▶ [Exercise description]
Copy out the entries in full and with complete accuracy; pictures are excluded.

--- start of Listing ---

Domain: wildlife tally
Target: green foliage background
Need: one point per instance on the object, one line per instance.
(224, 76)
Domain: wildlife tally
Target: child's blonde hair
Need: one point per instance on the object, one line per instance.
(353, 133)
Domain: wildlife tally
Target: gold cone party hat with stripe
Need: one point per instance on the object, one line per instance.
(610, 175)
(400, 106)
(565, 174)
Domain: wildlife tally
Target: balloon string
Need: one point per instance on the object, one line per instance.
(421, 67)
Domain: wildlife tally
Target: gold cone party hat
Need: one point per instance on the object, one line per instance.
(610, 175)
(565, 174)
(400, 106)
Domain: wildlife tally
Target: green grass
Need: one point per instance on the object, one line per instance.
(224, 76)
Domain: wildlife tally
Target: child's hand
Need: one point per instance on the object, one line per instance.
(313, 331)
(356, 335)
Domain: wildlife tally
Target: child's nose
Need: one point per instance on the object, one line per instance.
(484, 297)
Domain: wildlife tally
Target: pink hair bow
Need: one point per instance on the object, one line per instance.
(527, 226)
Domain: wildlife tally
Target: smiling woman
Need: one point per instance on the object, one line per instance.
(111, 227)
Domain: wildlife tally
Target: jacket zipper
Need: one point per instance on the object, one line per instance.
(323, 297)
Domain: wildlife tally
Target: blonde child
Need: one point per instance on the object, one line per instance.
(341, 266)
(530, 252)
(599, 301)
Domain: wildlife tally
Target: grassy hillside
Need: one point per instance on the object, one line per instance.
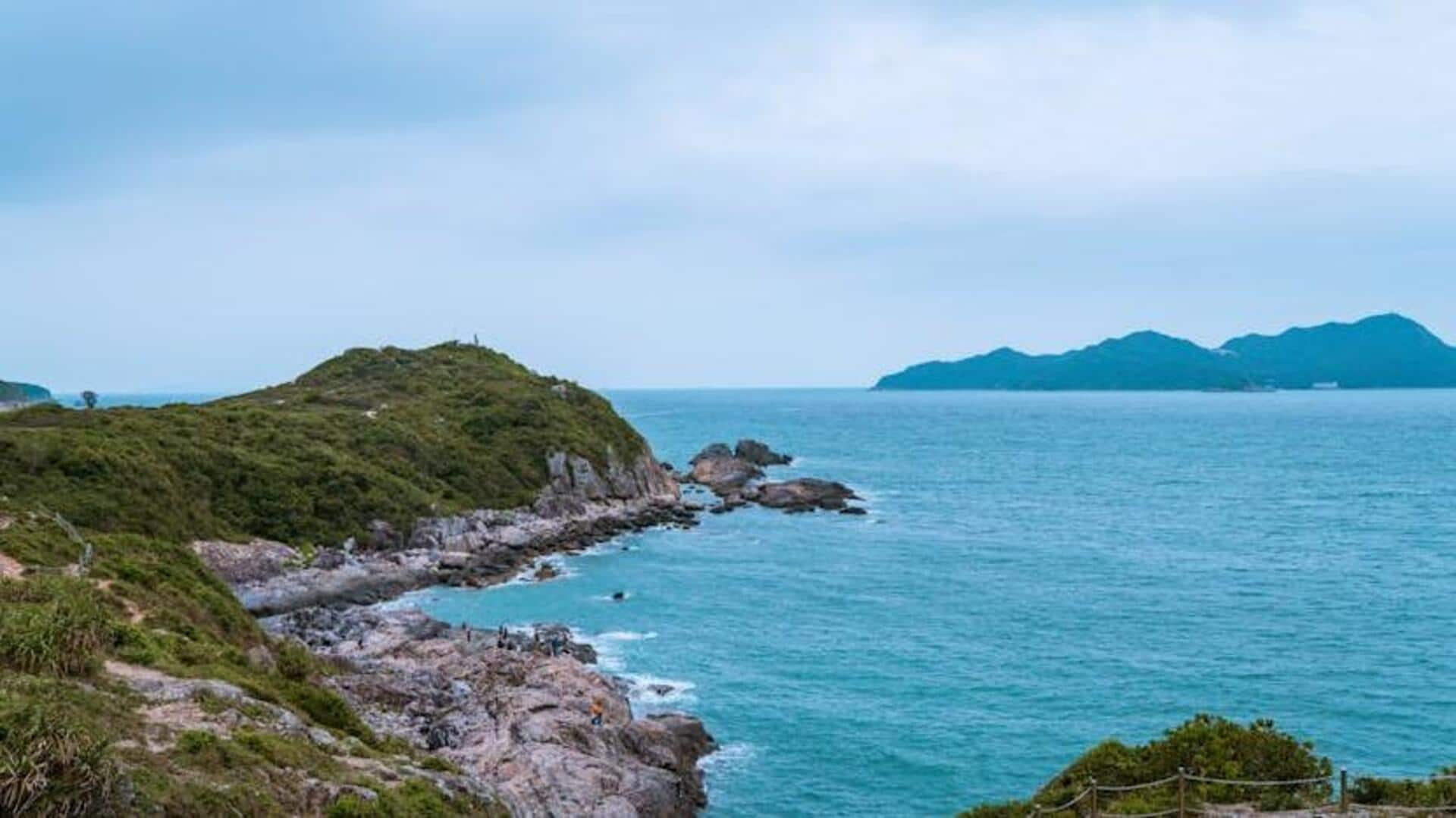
(373, 434)
(74, 740)
(98, 585)
(22, 393)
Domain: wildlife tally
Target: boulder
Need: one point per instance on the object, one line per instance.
(516, 719)
(246, 563)
(724, 475)
(805, 494)
(712, 452)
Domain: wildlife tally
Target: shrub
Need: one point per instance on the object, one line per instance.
(53, 626)
(50, 764)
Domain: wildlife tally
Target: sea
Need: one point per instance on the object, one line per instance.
(1037, 572)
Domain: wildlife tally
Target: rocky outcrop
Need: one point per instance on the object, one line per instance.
(514, 710)
(804, 494)
(721, 472)
(579, 507)
(759, 453)
(736, 475)
(246, 563)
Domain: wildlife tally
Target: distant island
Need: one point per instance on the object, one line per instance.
(17, 395)
(1386, 351)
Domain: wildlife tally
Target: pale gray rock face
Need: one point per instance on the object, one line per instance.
(246, 563)
(513, 712)
(804, 494)
(736, 476)
(577, 509)
(721, 472)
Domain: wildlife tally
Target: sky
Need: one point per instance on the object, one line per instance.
(218, 196)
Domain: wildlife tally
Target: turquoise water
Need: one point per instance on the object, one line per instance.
(1038, 572)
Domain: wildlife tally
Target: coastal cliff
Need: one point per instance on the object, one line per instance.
(136, 542)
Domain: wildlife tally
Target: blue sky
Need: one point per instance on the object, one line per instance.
(756, 194)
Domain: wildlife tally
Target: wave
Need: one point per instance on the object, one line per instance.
(626, 635)
(727, 759)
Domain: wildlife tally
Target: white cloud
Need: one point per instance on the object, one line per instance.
(682, 194)
(1136, 102)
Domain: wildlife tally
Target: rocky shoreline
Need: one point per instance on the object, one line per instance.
(523, 715)
(516, 710)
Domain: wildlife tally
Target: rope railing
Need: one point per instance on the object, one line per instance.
(1184, 810)
(1286, 783)
(1133, 788)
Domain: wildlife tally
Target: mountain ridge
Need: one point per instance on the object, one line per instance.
(1382, 351)
(22, 393)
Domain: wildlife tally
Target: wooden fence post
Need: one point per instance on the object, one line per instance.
(1183, 791)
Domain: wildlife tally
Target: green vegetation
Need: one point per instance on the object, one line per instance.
(375, 434)
(384, 434)
(1212, 747)
(22, 393)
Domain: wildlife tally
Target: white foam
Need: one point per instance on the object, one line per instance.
(727, 759)
(626, 636)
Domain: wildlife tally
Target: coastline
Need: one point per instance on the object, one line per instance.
(514, 712)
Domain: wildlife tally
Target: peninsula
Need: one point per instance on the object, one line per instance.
(137, 544)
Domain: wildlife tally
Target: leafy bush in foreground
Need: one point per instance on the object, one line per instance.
(1204, 745)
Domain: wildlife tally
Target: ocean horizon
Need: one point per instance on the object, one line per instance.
(1037, 572)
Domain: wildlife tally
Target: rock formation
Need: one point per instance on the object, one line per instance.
(514, 712)
(579, 509)
(736, 476)
(759, 453)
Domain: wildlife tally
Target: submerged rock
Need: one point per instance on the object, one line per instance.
(510, 713)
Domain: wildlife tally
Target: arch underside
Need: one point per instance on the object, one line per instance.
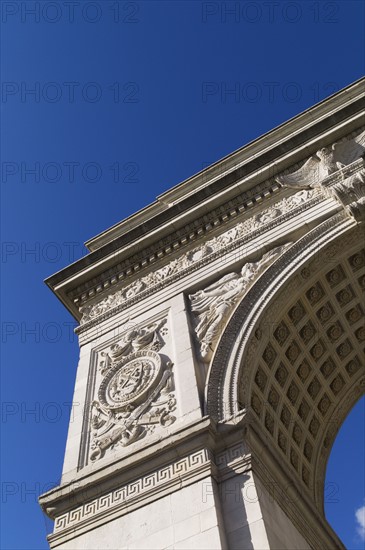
(292, 353)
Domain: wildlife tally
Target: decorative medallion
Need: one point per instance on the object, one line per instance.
(130, 381)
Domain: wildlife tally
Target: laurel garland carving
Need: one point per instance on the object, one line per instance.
(194, 258)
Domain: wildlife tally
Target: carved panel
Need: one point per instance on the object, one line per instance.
(134, 391)
(212, 306)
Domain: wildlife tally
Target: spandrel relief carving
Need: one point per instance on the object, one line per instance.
(135, 392)
(198, 254)
(212, 306)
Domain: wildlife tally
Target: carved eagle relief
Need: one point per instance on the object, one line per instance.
(326, 161)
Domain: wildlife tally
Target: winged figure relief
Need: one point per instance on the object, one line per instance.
(326, 161)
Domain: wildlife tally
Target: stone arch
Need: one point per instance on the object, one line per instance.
(292, 353)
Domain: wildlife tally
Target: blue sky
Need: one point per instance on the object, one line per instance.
(105, 105)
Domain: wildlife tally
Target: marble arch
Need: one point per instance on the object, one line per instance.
(221, 339)
(293, 350)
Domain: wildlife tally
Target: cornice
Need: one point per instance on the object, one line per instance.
(205, 201)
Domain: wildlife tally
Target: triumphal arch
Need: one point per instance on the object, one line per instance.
(221, 334)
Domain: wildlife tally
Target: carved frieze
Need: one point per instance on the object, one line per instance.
(212, 306)
(193, 258)
(135, 391)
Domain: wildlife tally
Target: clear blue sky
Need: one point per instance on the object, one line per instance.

--- end of Listing ---

▶ [Expected output]
Domain: wildlife tally
Target: green foliage background
Need: one point per instance on the object, one line per instance.
(224, 76)
Domain: wildlife tally
Target: child's blonde hair
Need: one point per instance on the object, one line per instance.
(353, 133)
Domain: wildlife tally
Target: gold cone party hat with stripe
Need: one point per instance on the object, one line per instance.
(610, 175)
(400, 106)
(565, 174)
Domain: wildlife tally
Target: balloon string
Need: one point per instance on the object, one line per instance.
(421, 67)
Domain: wildlife tally
Target: gold cone party hat
Need: one point per instance on the object, one line per instance.
(610, 175)
(565, 174)
(400, 106)
Domain: wildlife tally
Target: green grass
Need: one point per instance on the object, one line per instance.
(224, 76)
Domain: wildlife tally
Target: child's hand
Need: one point per instance on the object, one line per instance.
(313, 331)
(356, 335)
Domain: wildlife tally
Target: child's nose
Need: one point per instance on the object, one line per instance.
(484, 297)
Domain: wildlife tally
Target: pink hair bow
Need: one point per instance on the object, one line per instance.
(527, 226)
Domain: wildlife tally
Target: smiling woman
Need: one point per instance on the object, one line per instance.
(111, 227)
Domain: wildlife tally
Target: jacket zipper
Need: one point per instance on the object, one line per instance.
(323, 297)
Domain: wildlife tally
Target: blonde child
Need: one point per instance on the object, one line per instance.
(341, 266)
(530, 252)
(599, 301)
Domain: wildlife tally
Target: grassy hillside
Need: one point per instance on the object, one line per instance.
(373, 434)
(74, 740)
(98, 585)
(22, 393)
Domain: wildlife tally
Target: boulder
Need: one point per instance on the object, one line per instance.
(516, 719)
(246, 563)
(724, 475)
(805, 494)
(712, 452)
Domain: wildlife tally
Target: shrub
Need: one point per instance on the object, one line per instance.
(53, 626)
(50, 764)
Domain: wildlife tally
Target: sea
Need: one point per instance on the object, one line per instance.
(1037, 572)
Domain: wildlife tally
Target: rocky outcrop
Need: one point per instance on the object, one line per instance.
(514, 710)
(804, 494)
(721, 472)
(579, 507)
(759, 453)
(736, 475)
(246, 563)
Domain: wildlife tally
Target: distant island
Need: one point per instance on the object, one line per instance.
(17, 395)
(1386, 351)
Domain: wildlife tally
Target: pale gray rock face
Need: one point per instance on the object, one line per instance.
(246, 563)
(513, 712)
(804, 494)
(736, 476)
(577, 509)
(721, 472)
Domain: wildlife tally
Target: sky
Need: one point per instance on the object, one line per instance.
(218, 196)
Domain: wildlife tally
Target: turquoise water
Need: one point per instance on the object, one line per instance.
(1038, 572)
Domain: wildlife tally
Target: coastal cliff
Need: one point per instance on the object, one line per instance.
(136, 542)
Domain: wildlife tally
Target: blue sky
Need: one point per instance on the object, one line per instance.
(756, 194)
Domain: wildlife tally
Target: wave
Need: one point per instance on the object, one line per instance.
(626, 635)
(727, 759)
Domain: wildlife tally
Target: white cloud
Need: one point per instance on the object, one line per instance.
(682, 194)
(1136, 102)
Domain: wildlife tally
Target: rocky shoreline
Need: one point per instance on the object, one line per instance.
(523, 715)
(516, 710)
Domain: wildlife tally
Target: rope railing
Need: one point per instance on the object, one line per instance.
(1184, 810)
(1286, 783)
(1133, 788)
Domain: wildlife tally
Target: mountain ridge
Need: one point per instance on the object, one line per instance.
(1382, 351)
(22, 393)
Domain: wildlife tally
Target: wooden fence post
Need: one point per instance on the object, one line per instance.
(1183, 791)
Domain: wildlife tally
Target: green vegetation
Need: one point per instance on the object, one line per instance.
(375, 434)
(384, 434)
(1212, 747)
(22, 393)
Domain: wildlife tally
Target: white foam
Need: one point per instance on the object, one line per instance.
(727, 759)
(626, 636)
Domain: wildlife tally
Target: coastline
Need: one point per instance on the object, one line per instance.
(514, 712)
Domain: wildlife tally
Target: peninsula
Need: one point per instance on the object, one line per instance.
(137, 544)
Domain: wildlife tally
Target: leafy bush in foreground
Need: one point per instance on the object, one line per instance.
(1204, 745)
Domain: wildlife tally
Target: ocean horizon
Need: one point per instance on the object, one line per instance.
(1037, 572)
Domain: wildlife tally
Target: rock formation
Need: one point per instance on the object, one line per instance.
(514, 712)
(579, 509)
(736, 476)
(759, 453)
Domain: wildlife tally
Target: submerged rock
Need: one point per instance on the object, one line per instance.
(510, 713)
Domain: wildlife tally
Target: arch underside
Need: one point per instance on the object, one line per instance.
(292, 353)
Domain: wildlife tally
Target: decorative medallion
Need: one point per instance on the object, one line per instance.
(130, 381)
Domain: wildlife tally
Target: laurel garland carving
Need: one point per instance on the object, one line per instance.
(194, 258)
Domain: wildlife tally
Target: carved panel
Need: one point per instance on the object, one line per instance.
(134, 391)
(212, 306)
Domain: wildlife tally
Target: spandrel relief carving
Need: one point per instance on the object, one line per instance.
(135, 392)
(198, 254)
(212, 306)
Domain: wildlife tally
Target: carved eagle relief
Need: one point per instance on the object, one line per instance.
(326, 161)
Domain: wildlife tally
Target: winged figure relief
Need: one point per instance on the object, one line per instance.
(326, 161)
Domain: wildlife tally
Target: stone arch
Need: one point per instance on the object, one line per instance.
(292, 353)
Domain: wildlife tally
Target: blue sky
Need: one point per instance on the object, one line per instance.
(105, 105)
Domain: wildlife tally
Target: marble arch
Need: one point per instance on the object, one line per instance.
(221, 339)
(293, 350)
Domain: wildlife tally
Target: cornice
Need: one point per instance on the object, one line per instance.
(205, 201)
Domain: wildlife tally
Target: triumphal arch
Need: one point per instance on the object, one line per instance.
(221, 334)
Domain: wildlife tally
Target: carved frieze
Need: one point per instance on the object, one line per instance.
(212, 306)
(193, 258)
(135, 391)
Domain: wildlife tally
Target: clear blue sky
Need: one point per instance on the object, one line per instance.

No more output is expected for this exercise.